December 22, 2008

X chromosome diversity in Africans and non-Africans

From the paper:
The ratio of the tMRCA between chromosome X and the autosomes in West Africans, 0.763 ± 0.026, is consistent with the expected 3/4, but it is lower than 3/4 in non-African populations: 0.635 ± 0.024 in North Europeans and 0.613 ± 0.026 in East Asians (Table 2, Supplementary Note and Supplementary Table 2 online).

I am fairly allergic to explanations invoking genetic drift, and I think that both selection and demography might play a role in the observed discrepancy.

Nature Genetics doi:10.1038/ng.303

Accelerated genetic drift on chromosome X during the human dispersal out of Africa

Alon Keinan et al.

Abstract

Comparisons of chromosome X and the autosomes can illuminate differences in the histories of males and females as well as shed light on the forces of natural selection. We compared the patterns of variation in these parts of the genome using two datasets that we assembled for this study that are both genomic in scale. Three independent analyses show that around the time of the dispersal of modern humans out of Africa, chromosome X experienced much more genetic drift than is expected from the pattern on the autosomes. This is not predicted by known episodes of demographic history, and we found no similar patterns associated with the dispersals into East Asia and Europe. We conclude that a sex-biased process that reduced the female effective population size, or an episode of natural selection unusually affecting chromosome X, was associated with the founding of non-African populations.

[Tasks to complete]:
a) Extract the stretch of the X chromosome diversity post from "I am fairly" through "Keinan et al.".
b) Extend the X chromosome diversity post by writing what comes after its final sentence.
The lines aren't needed for either task.

[Data]:
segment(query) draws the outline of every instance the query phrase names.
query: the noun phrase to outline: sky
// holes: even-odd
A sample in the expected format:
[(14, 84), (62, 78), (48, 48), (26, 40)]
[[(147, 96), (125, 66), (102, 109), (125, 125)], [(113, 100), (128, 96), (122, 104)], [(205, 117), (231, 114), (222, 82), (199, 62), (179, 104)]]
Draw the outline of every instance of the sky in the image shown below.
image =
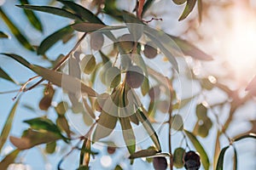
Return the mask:
[[(43, 5), (43, 4), (47, 4), (49, 1), (40, 1), (40, 2), (35, 2), (35, 4), (38, 5)], [(0, 1), (1, 4), (1, 1)], [(3, 8), (5, 9), (6, 13), (9, 14), (9, 16), (11, 17), (11, 19), (14, 20), (15, 23), (18, 25), (18, 26), (20, 28), (20, 30), (23, 30), (23, 33), (25, 33), (26, 36), (27, 36), (32, 42), (33, 44), (38, 45), (42, 40), (49, 34), (54, 32), (55, 30), (67, 25), (69, 23), (68, 20), (63, 19), (59, 16), (54, 16), (51, 14), (44, 14), (44, 13), (38, 13), (38, 16), (39, 16), (40, 20), (43, 23), (43, 26), (44, 26), (44, 32), (40, 33), (34, 29), (32, 28), (32, 26), (29, 25), (28, 21), (23, 16), (22, 10), (20, 8), (18, 8), (17, 7), (15, 7), (14, 4), (18, 4), (17, 1), (10, 0), (10, 1), (6, 1), (5, 3), (3, 3)], [(120, 3), (120, 5), (123, 5), (124, 8), (129, 9), (130, 11), (131, 10), (131, 5), (130, 3)], [(171, 8), (173, 10), (170, 10), (168, 8), (164, 8), (166, 6), (170, 6)], [(175, 7), (175, 8), (174, 8)], [(164, 11), (159, 11), (158, 9), (163, 8)], [(243, 44), (247, 43), (248, 41), (252, 41), (249, 44), (252, 45), (254, 42), (255, 38), (253, 36), (256, 35), (256, 33), (253, 31), (255, 25), (254, 20), (255, 18), (252, 17), (250, 19), (251, 24), (246, 25), (242, 24), (242, 21), (245, 20), (245, 19), (247, 19), (247, 14), (244, 13), (244, 9), (239, 9), (238, 7), (236, 7), (236, 10), (239, 12), (236, 12), (231, 16), (237, 16), (239, 14), (240, 14), (237, 20), (236, 20), (233, 22), (233, 28), (232, 30), (229, 30), (227, 26), (225, 26), (225, 21), (221, 21), (219, 20), (219, 17), (222, 16), (222, 14), (218, 14), (218, 12), (212, 12), (214, 14), (214, 17), (212, 17), (212, 20), (207, 20), (203, 22), (200, 26), (197, 27), (199, 31), (206, 31), (207, 32), (203, 32), (205, 37), (210, 37), (212, 38), (212, 41), (210, 41), (209, 39), (207, 43), (207, 42), (199, 42), (197, 45), (204, 49), (206, 49), (206, 52), (208, 52), (210, 54), (213, 54), (213, 58), (217, 61), (212, 61), (207, 64), (203, 64), (202, 67), (201, 69), (204, 69), (207, 67), (208, 65), (212, 65), (213, 66), (209, 67), (212, 68), (215, 67), (216, 65), (219, 65), (218, 60), (223, 61), (223, 60), (219, 60), (219, 58), (222, 57), (222, 55), (231, 55), (232, 57), (235, 56), (235, 54), (244, 54), (244, 51), (242, 50)], [(156, 4), (154, 8), (152, 10), (153, 14), (157, 14), (159, 15), (162, 15), (163, 22), (152, 22), (149, 25), (151, 26), (156, 26), (156, 27), (161, 27), (164, 31), (166, 31), (167, 33), (173, 34), (173, 35), (181, 35), (183, 36), (183, 31), (185, 30), (185, 27), (188, 26), (186, 22), (178, 22), (177, 18), (181, 13), (183, 7), (177, 7), (173, 5), (173, 3), (171, 1), (166, 1), (166, 0), (162, 0), (162, 1), (156, 1)], [(166, 11), (165, 11), (166, 10)], [(212, 9), (213, 10), (213, 9)], [(166, 13), (165, 13), (166, 12)], [(195, 16), (196, 11), (193, 12), (191, 14), (190, 17)], [(15, 16), (20, 16), (20, 17), (15, 17)], [(172, 16), (172, 17), (170, 17)], [(251, 16), (251, 15), (250, 15)], [(235, 17), (235, 18), (236, 18)], [(228, 17), (227, 17), (228, 18)], [(248, 20), (249, 20), (248, 19)], [(114, 21), (110, 20), (109, 19), (104, 18), (104, 20), (109, 23), (109, 24), (116, 24)], [(230, 20), (228, 18), (227, 20)], [(219, 21), (220, 20), (220, 21)], [(212, 22), (212, 24), (211, 24)], [(57, 24), (56, 24), (57, 23)], [(167, 24), (166, 24), (167, 23)], [(244, 25), (246, 26), (243, 26)], [(241, 29), (247, 29), (246, 31)], [(3, 22), (2, 20), (0, 20), (0, 30), (5, 32), (8, 32), (9, 34), (10, 31), (8, 30), (4, 23)], [(252, 31), (253, 30), (253, 31)], [(254, 29), (256, 30), (256, 29)], [(224, 33), (224, 31), (227, 31), (227, 33)], [(243, 32), (241, 35), (239, 33)], [(253, 31), (253, 33), (250, 34), (250, 32)], [(214, 36), (211, 37), (211, 34), (214, 32)], [(225, 36), (224, 36), (224, 34)], [(188, 36), (188, 35), (187, 35)], [(188, 36), (189, 37), (189, 35)], [(244, 39), (244, 37), (246, 37)], [(252, 38), (252, 39), (251, 39)], [(56, 58), (61, 53), (61, 54), (67, 54), (68, 51), (71, 49), (73, 45), (74, 44), (74, 42), (76, 41), (75, 38), (72, 39), (68, 43), (63, 45), (61, 42), (58, 42), (55, 44), (52, 48), (49, 50), (47, 53), (48, 56), (49, 56), (52, 59)], [(212, 45), (211, 45), (212, 44)], [(212, 47), (212, 44), (214, 45)], [(224, 44), (229, 44), (228, 46), (224, 46)], [(242, 45), (241, 45), (242, 44)], [(235, 49), (239, 49), (238, 51), (234, 50)], [(253, 47), (251, 48), (251, 46), (247, 45), (246, 48), (250, 47), (250, 49), (247, 51), (247, 55), (251, 55), (251, 54), (253, 54), (255, 51), (252, 50), (253, 49)], [(220, 51), (225, 50), (224, 53), (216, 53), (216, 50), (219, 49)], [(230, 50), (231, 49), (231, 50)], [(24, 56), (29, 62), (36, 64), (36, 65), (40, 65), (42, 66), (49, 66), (49, 64), (45, 62), (40, 56), (35, 55), (32, 52), (29, 52), (26, 49), (24, 49), (19, 42), (13, 37), (10, 39), (1, 39), (0, 40), (0, 52), (1, 53), (15, 53), (18, 54), (21, 56)], [(255, 55), (252, 55), (253, 59)], [(234, 57), (233, 57), (234, 59)], [(242, 86), (244, 86), (245, 82), (248, 82), (250, 78), (253, 77), (253, 72), (248, 72), (251, 71), (252, 68), (254, 68), (253, 66), (251, 67), (250, 65), (253, 65), (253, 62), (255, 63), (255, 60), (245, 60), (244, 63), (241, 63), (242, 60), (239, 60), (240, 58), (236, 57), (237, 60), (229, 60), (229, 59), (226, 59), (227, 62), (230, 63), (230, 65), (232, 66), (231, 70), (233, 70), (236, 73), (234, 74), (236, 78), (237, 78), (235, 82), (237, 82), (241, 80), (241, 78), (246, 78), (246, 80), (242, 79), (241, 82), (242, 82)], [(234, 61), (235, 60), (235, 61)], [(231, 62), (232, 61), (232, 62)], [(234, 61), (234, 63), (233, 63)], [(238, 68), (236, 68), (239, 65)], [(14, 62), (10, 59), (8, 59), (6, 57), (1, 56), (0, 58), (0, 66), (3, 68), (4, 71), (6, 71), (11, 77), (13, 77), (15, 80), (16, 80), (18, 82), (24, 82), (26, 81), (28, 78), (31, 76), (33, 76), (35, 74), (30, 71), (28, 69), (25, 68), (24, 66), (19, 65), (18, 63)], [(247, 69), (248, 67), (248, 69)], [(217, 67), (218, 68), (218, 67)], [(222, 68), (222, 67), (221, 67)], [(168, 69), (168, 68), (166, 68)], [(223, 69), (223, 68), (222, 68)], [(236, 70), (240, 69), (240, 70)], [(247, 70), (246, 70), (247, 69)], [(163, 68), (163, 71), (166, 71), (165, 68)], [(229, 74), (225, 72), (225, 74)], [(233, 71), (233, 72), (234, 72)], [(207, 74), (213, 74), (216, 72), (216, 68), (215, 69), (208, 69), (207, 73)], [(246, 72), (246, 75), (242, 75), (242, 72)], [(239, 81), (237, 81), (239, 80)], [(240, 85), (236, 85), (236, 87)], [(197, 90), (196, 84), (195, 85), (195, 91)], [(14, 90), (14, 89), (19, 89), (19, 86), (14, 85), (5, 80), (0, 79), (0, 91), (4, 92), (4, 91), (9, 91), (9, 90)], [(42, 93), (43, 87), (37, 88), (33, 89), (32, 91), (27, 92), (21, 96), (21, 102), (18, 107), (15, 120), (14, 120), (14, 126), (11, 130), (11, 134), (14, 136), (20, 136), (23, 130), (27, 128), (27, 125), (22, 122), (22, 120), (26, 120), (30, 119), (35, 116), (43, 116), (46, 114), (46, 112), (39, 110), (38, 109), (36, 110), (36, 111), (30, 111), (29, 110), (26, 109), (23, 105), (32, 105), (32, 108), (37, 108), (38, 104), (40, 100), (40, 99), (43, 97), (43, 93)], [(224, 98), (225, 96), (222, 96), (222, 94), (219, 92), (212, 92), (212, 96), (216, 95), (216, 94), (218, 94), (218, 96), (221, 96)], [(5, 120), (8, 116), (9, 110), (10, 110), (12, 105), (15, 104), (15, 102), (12, 100), (12, 98), (15, 95), (15, 94), (1, 94), (0, 95), (0, 128), (3, 126)], [(210, 94), (211, 95), (211, 94)], [(54, 99), (54, 102), (59, 102), (62, 99), (62, 94), (61, 91), (57, 92), (57, 95)], [(221, 98), (220, 97), (220, 98)], [(216, 99), (217, 98), (217, 99)], [(212, 100), (218, 100), (218, 97), (212, 97)], [(197, 101), (194, 101), (194, 103), (191, 104), (191, 107), (188, 106), (187, 108), (185, 107), (183, 110), (180, 110), (180, 112), (186, 112), (189, 110), (195, 109), (195, 103)], [(224, 108), (223, 112), (227, 111), (228, 108)], [(230, 134), (237, 134), (238, 132), (242, 132), (250, 129), (250, 125), (248, 123), (245, 122), (245, 120), (247, 119), (255, 119), (255, 104), (254, 102), (249, 102), (247, 104), (242, 110), (242, 114), (240, 112), (236, 114), (236, 120), (234, 122), (233, 124), (231, 124), (231, 128), (228, 130), (228, 133)], [(54, 113), (54, 110), (50, 109), (49, 115), (51, 115), (50, 117), (55, 119), (55, 115)], [(187, 129), (192, 129), (193, 128), (193, 123), (188, 123), (188, 122), (195, 122), (195, 117), (193, 116), (191, 114), (184, 114), (185, 116), (185, 128)], [(214, 116), (212, 114), (210, 114), (211, 118), (214, 119)], [(222, 116), (223, 119), (224, 120), (225, 118), (225, 114)], [(78, 119), (79, 117), (78, 116)], [(214, 123), (214, 126), (217, 126), (216, 123)], [(82, 127), (83, 128), (83, 127)], [(162, 129), (159, 129), (157, 125), (154, 125), (154, 128), (156, 128), (160, 135), (160, 142), (163, 147), (163, 151), (168, 151), (168, 145), (167, 145), (167, 126), (163, 126)], [(204, 143), (202, 144), (203, 146), (206, 148), (209, 149), (207, 150), (207, 154), (209, 155), (210, 160), (212, 160), (212, 153), (214, 150), (212, 150), (212, 148), (214, 146), (214, 139), (215, 139), (215, 134), (216, 134), (216, 128), (212, 129), (210, 132), (210, 135), (201, 140)], [(111, 137), (111, 138), (114, 138)], [(110, 138), (110, 139), (111, 139)], [(174, 134), (173, 135), (173, 140), (172, 145), (177, 146), (179, 145), (181, 136), (178, 134)], [(143, 141), (141, 145), (142, 146), (148, 146), (148, 143), (150, 142), (150, 139), (147, 139)], [(221, 140), (221, 144), (222, 146), (225, 146), (228, 144), (228, 141), (226, 139), (223, 138)], [(70, 147), (61, 144), (61, 145), (63, 148), (66, 148), (66, 150), (62, 150), (61, 148), (57, 148), (60, 152), (67, 152), (70, 149)], [(191, 145), (191, 144), (190, 144)], [(253, 141), (246, 139), (245, 141), (239, 142), (236, 144), (236, 146), (238, 150), (238, 161), (239, 161), (239, 168), (238, 169), (253, 169), (256, 167), (255, 162), (253, 162), (253, 157), (256, 156), (256, 153), (253, 153), (253, 150), (255, 150), (255, 143)], [(211, 148), (211, 149), (210, 149)], [(7, 154), (9, 151), (14, 149), (14, 146), (8, 142), (5, 144), (5, 149), (3, 150), (1, 153), (1, 156), (3, 155)], [(28, 169), (55, 169), (56, 165), (58, 162), (61, 159), (61, 156), (59, 154), (54, 154), (53, 156), (49, 156), (48, 159), (45, 159), (42, 156), (40, 156), (40, 150), (43, 149), (43, 146), (39, 147), (35, 147), (34, 149), (26, 151), (20, 155), (19, 157), (18, 161), (24, 161), (26, 164), (28, 165), (27, 168)], [(106, 152), (106, 147), (101, 145), (101, 144), (96, 144), (95, 146), (95, 150), (99, 150), (102, 151), (102, 153)], [(137, 169), (137, 168), (148, 168), (148, 169), (153, 169), (152, 165), (148, 165), (145, 163), (143, 160), (136, 160), (135, 165), (134, 166), (130, 166), (129, 162), (125, 158), (128, 156), (128, 152), (126, 151), (125, 148), (119, 150), (113, 156), (104, 156), (104, 154), (100, 153), (100, 155), (91, 162), (91, 166), (97, 167), (97, 169), (113, 169), (115, 165), (115, 163), (121, 162), (121, 165), (124, 167), (124, 169)], [(125, 153), (125, 154), (124, 154)], [(231, 162), (231, 157), (232, 157), (232, 150), (229, 150), (227, 152), (227, 155), (225, 156), (225, 161), (227, 162)], [(248, 159), (248, 157), (252, 159)], [(121, 162), (119, 160), (122, 160)], [(108, 162), (113, 162), (113, 164), (108, 164)], [(76, 166), (79, 163), (79, 152), (74, 151), (72, 153), (67, 161), (63, 162), (63, 167), (66, 166), (70, 166), (69, 168), (75, 168)], [(231, 169), (231, 163), (227, 163), (227, 167), (225, 169)], [(201, 169), (203, 169), (202, 167)]]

[Solved problems]:
a)
I am fairly allergic to explanations invoking genetic drift, and I think that both selection and demography might play a role in the observed discrepancy.

Nature Genetics doi:10.1038/ng.303

Accelerated genetic drift on chromosome X during the human dispersal out of Africa

Alon Keinan et al.

b)
Link

5 comments:

Maju said...

Earlier reference in your blog re. this issue:

Polygyny in human evolution, just three months ago.

In that other paper none of the ratios was under the 0.75 line but actually all were well above, and more in Eurasians than among Africans.

My own derived figures were:

- San (Bushmen): 0.85 (13% over neutral expectation)
- Biaka Pygmies: 0.90 (20% excess)
- Mandenka (West Africans): 0.93 (24% excess)
- Han Chinese: 0.94 (25% excess)
- Melanesians: 1.04 (39% excess)
- Northern Basques: 1.05 (40% excess)

The norm was here clearly higher than 0.90 (only San were under this) and the authors then suggested widespread poligyny

Now this paper is saying exactly the opposite. Hmmm...

So what now? Eurasian Polyandry? Let me be skeptic, specially when the data is so contradictory.

I find also strange that this study does not even mention the previous one and this striking contradiction, at least in the abstract.

Maju said...

Self-reply to the last paragraph: surely the paper was already submitted before the other paper was published. The contradiction remains though.

Kosmo said...

I wonder if in extremely violent or war-like cultures, you wouldn't get genetic data that looked like the footprint of polyandry simply because so many men die before being able to father multiple children by the same woman.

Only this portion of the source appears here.